> SOURCE PASSAGE
_ _ _ _ _ _ _

In another controversial moment, Williams told mourners, "black lives do not matter...must not matter" until black people start respecting "black lives and stop killing ourselves."

"Black lives can never matter," he shouted, sparking a rebuke from Stevie Wonder, who yelled back, "Black lives matter."

The contentious eulogy "caught the entire family off guard," Vaughn Franklin said.

Williams, however, has steadfastly defended his address and said that while he respects and understands the family's position and is "sorry they feel that way," he believes that his comments have been misunderstood and taken out of context.

"I was trying to show that the movement now is moving and should move in a different direction," he told the Associated Press. "... What we need to do is create respect among ourselves. Aretha is the person with that song 'R-E-S-P-E-C-T' that is laid out for us and what we need to be as a race within ourselves. We need to show each other that. We need to show each other respect. That was the reason why I did it."

The pastor told the AP that he believes his critics did not understand the point he was making about the state of "black America" and the pressing need to "step up and turn our race around."

_ _ _ _ _ _ _

> DATA RECORDS
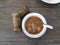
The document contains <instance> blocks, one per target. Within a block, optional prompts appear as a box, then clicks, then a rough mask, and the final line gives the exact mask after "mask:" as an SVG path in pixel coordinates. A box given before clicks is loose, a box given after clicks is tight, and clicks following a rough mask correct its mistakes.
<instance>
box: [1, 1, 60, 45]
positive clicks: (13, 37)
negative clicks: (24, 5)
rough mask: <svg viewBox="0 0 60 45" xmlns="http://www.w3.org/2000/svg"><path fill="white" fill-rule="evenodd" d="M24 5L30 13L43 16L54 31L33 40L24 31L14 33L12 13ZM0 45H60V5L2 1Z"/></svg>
mask: <svg viewBox="0 0 60 45" xmlns="http://www.w3.org/2000/svg"><path fill="white" fill-rule="evenodd" d="M24 5H26V6H28V7H29V9H30V12H38V13H40V14H42V15H43V16H44V17H45V18H46V19H47V23H48V24H50V25H52V26H53V27H54V29H53V30H50V29H47V32H46V33H45V35H44V36H42V37H41V38H39V39H31V38H29V37H27V36H25V34H24V33H23V32H22V31H21V32H19V33H15V32H13V26H12V13H14V12H17V11H18V10H19V9H20V8H21V7H23V6H24ZM0 45H60V4H56V5H51V4H46V3H44V2H42V1H40V0H0Z"/></svg>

_ _ _ _ _ _ _

> REQUIREMENT
Could you pick up the article about the contested eulogy and continue it from its last sentence?

> EXERCISE ANSWER
"I'm sure much of the negativity is due to the fact that they don't understand what I'm talking about," he said. "Anybody who thinks black America is all right as we are now is crazy. We're not all right. It's a lot of change that needs to occur. This change must come from within us. Nobody can give us things to eliminate where we are. We have to change from within ourselves."

Making such a pointed address at the memorial of one of the world's most distinguished singers, though, was inappropriate, her family contended.

"We feel that Rev. Jasper Williams Jr. used this platform to push his negative agenda, which as a family, we do not agree with," Vaughn Franklin said. "It has been very, very distasteful, which is unfortunate because everyone else who participated in the ceremony was very respectful."